* _GIVEN ENTRIES_
○ ○ ○
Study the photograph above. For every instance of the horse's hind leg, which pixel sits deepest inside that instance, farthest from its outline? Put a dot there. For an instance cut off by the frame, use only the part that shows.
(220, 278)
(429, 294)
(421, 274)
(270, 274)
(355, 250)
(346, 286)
○ ○ ○
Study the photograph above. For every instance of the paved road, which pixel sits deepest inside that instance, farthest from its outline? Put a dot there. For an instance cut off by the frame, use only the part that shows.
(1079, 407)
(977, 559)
○ ○ ○
Gather every line of the items above that contains the string "paved", matching case exactly.

* _CORRECT ANSWER_
Study the photograph above. For every instance of the paved road, which pixel sits deepest inside that instance, farthest from its outline? Put a dot there. For an instance cut off by the frame, use only the part that shows.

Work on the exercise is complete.